» PROBLEMS TO SOLVE
- a) In the forum thread about delivery blocks, around what time were the dmi2 blocks for 3:15 and 3:30 released?
- b) Extend the forum thread about delivery blocks from the point where it stops.

As luck would have it they released a couple dmi2 blocks around 2:30/2:45 for 3:15 and 3:30. Sat there for a while too. 
It's luck and timing. Still sitting there as I type at 2:51. Not enough time for me to get there so like you timing sucks!


----------



## Yalina

Lol I was sitting at the dr I got the 3:30 one slot just in time tomorrow I get induced to have the baby so this will probably be my last block for a while.



CarmenFlexDriver said:


> As luck would have it they released a couple dmi2 blocks around 2:30/2:45 for 3:15 and 3:30. Sat there for a while too.
> It's luck and timing. Still sitting there as I type at 2:51. Not enough time for me to get there so like you timing sucks!


Good t one


----------



## CarmenFlexDriver

Yalina said:


> Lol I was sitting at the dr I got the 3:30 one slot just in time tomorrow I get induced to have the baby so this will probably be my last block for a while.
> 
> Good t one


 Well once in a while you hit it right so good for you. And if that wasn't "cutting it close" not sure what is! 
Wishing you the best with your heath and baby!


----------



## Movaldriver

Congratulations!!!


----------



## Yalina

CarmenFlexDriver said:


> Well once in a while you hit it right so good for you. And if that wasn't "cutting it close" not sure what is!

Records from a dataset
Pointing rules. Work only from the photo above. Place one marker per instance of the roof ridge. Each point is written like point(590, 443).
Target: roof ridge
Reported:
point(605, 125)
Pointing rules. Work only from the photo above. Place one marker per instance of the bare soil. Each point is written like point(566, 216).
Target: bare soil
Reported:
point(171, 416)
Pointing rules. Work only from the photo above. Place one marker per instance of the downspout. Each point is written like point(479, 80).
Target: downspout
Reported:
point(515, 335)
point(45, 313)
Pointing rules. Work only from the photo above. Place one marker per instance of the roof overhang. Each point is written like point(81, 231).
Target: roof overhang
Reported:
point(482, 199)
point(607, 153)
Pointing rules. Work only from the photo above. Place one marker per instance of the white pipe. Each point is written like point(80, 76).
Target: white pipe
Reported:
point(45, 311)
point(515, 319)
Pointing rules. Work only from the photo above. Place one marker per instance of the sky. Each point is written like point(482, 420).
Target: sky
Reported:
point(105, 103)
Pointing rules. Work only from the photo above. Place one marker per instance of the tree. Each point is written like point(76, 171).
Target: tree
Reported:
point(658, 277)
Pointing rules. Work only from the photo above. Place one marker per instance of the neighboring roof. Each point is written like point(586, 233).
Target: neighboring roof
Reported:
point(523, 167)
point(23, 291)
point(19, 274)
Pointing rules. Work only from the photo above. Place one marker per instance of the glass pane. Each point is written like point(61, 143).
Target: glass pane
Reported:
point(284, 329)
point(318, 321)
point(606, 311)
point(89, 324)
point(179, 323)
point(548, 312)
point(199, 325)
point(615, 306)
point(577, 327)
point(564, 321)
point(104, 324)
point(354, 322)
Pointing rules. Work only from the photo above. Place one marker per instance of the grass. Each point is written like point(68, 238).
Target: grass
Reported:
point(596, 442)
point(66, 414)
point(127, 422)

» THE REPLIES
- a) Around 2:30/2:45.

- b)
> Wishing you the best with your heath and baby!


 Thanks yeah I was a bit disappointed I got to the Wearhouse at 3:20 and didn't start scanning till 4! I was so mad by the time I finish scanning and got to the first delivery it was 4:50 n that first one was so by 5pm thank god it wasn't late at 7:30 my shift ended and I still had two packages left needless to say I just delivered them and finished at 7:45 I would have been fine had the wear house been on it but of course. Honestly my experience with DMI3 has been better than DMI2 I've always gone over my time at DMI2 and usually because of the same thing the Wearhouse pulling us in to scan late. It's ridiculous to have us come in 15 minute earlier only to have us wait out there over 30 minutes. I wonder if there's any place we can complain about this.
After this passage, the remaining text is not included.